Three Zimbabwean women have been accused of a series of sex attacks on male hitchhikers, purportedly to steal their semen for use in ritual practices. In a case that has gripped media and public imagination, the gang appeared in court to face charges of aggravated indecent assault.

Sophie and Netsai Nhokwara, sisters aged 26 and 24, along with 28-year-old Rosemary Chakwizira, are the first suspects to be arrest since accounts of women gang-raping men in Zimbabwe emerged two years ago. They were charged along with Thulani Ngwenya, 24, who is Sophie Nhokwara’s boyfriend.

The gang’s alleged 17 victims identified so far include a soldier and a police officer whom they allegedly forced to have sex without condoms, the Herald newspaper reported…

The women were arrested when they were involved in an accident and police reportedly found 31 used condoms – three half-full of semen – in the boot of their car.

James Sabau, a spokesman for Harare police, told state media that preliminary investigations suggested a ritual link to the collection of victims’ semen.

We are still trying to figure out why semen was collected,” he was quoted as saying. “Information we have gathered so far links the entire female rapist issue to rituals that make people rich. It is, however, still unclear how the supposed rituals work.”

RTFA. Honestly – I haven’t a comment for this one. What do you think?

(Work request 1)
According to the news excerpt, what did police reportedly find in the boot of the women's car?
(Work request 2)
Reproduce the news excerpt word for word, from "The gang’s alleged" up to and including "of their car.".

(Records in a dataset)
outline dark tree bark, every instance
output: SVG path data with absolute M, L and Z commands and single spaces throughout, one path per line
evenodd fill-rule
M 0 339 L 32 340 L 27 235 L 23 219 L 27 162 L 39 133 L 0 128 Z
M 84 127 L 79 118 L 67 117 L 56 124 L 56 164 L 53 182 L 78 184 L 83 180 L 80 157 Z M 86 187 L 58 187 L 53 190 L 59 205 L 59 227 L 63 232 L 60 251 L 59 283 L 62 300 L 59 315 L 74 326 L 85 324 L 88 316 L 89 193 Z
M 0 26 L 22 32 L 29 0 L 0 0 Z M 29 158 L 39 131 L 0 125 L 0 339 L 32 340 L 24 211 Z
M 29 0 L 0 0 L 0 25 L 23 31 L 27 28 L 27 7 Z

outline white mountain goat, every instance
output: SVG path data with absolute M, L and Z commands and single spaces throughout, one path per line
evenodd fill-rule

...

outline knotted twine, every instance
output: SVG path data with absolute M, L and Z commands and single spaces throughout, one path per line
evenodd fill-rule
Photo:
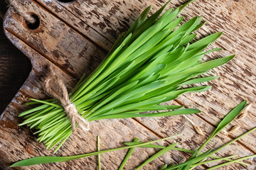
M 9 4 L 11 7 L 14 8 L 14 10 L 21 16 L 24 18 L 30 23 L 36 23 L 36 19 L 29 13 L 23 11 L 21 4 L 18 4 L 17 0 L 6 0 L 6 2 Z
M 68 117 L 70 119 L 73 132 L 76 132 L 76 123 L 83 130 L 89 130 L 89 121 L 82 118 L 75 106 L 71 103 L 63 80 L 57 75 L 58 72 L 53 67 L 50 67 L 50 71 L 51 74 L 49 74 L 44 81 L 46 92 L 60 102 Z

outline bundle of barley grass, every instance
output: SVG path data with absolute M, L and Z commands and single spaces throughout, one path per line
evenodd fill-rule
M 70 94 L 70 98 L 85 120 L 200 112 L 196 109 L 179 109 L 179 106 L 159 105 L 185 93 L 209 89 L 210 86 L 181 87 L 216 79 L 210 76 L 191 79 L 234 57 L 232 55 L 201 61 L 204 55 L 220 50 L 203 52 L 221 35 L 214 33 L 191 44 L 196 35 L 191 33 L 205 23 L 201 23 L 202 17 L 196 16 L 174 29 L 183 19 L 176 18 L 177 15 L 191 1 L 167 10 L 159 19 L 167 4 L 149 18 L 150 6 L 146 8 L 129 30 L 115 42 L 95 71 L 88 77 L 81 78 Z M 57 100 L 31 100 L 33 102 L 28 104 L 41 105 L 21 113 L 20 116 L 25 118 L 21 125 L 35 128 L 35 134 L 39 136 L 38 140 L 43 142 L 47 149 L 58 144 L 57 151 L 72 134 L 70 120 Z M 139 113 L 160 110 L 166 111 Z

(Solution 1)
They reportedly found 31 used condoms, three of them half-full of semen.

(Solution 2)
The gang’s alleged 17 victims identified so far include a soldier and a police officer whom they allegedly forced to have sex without condoms, the Herald newspaper reported…

The women were arrested when they were involved in an accident and police reportedly found 31 used condoms – three half-full of semen – in the boot of their car.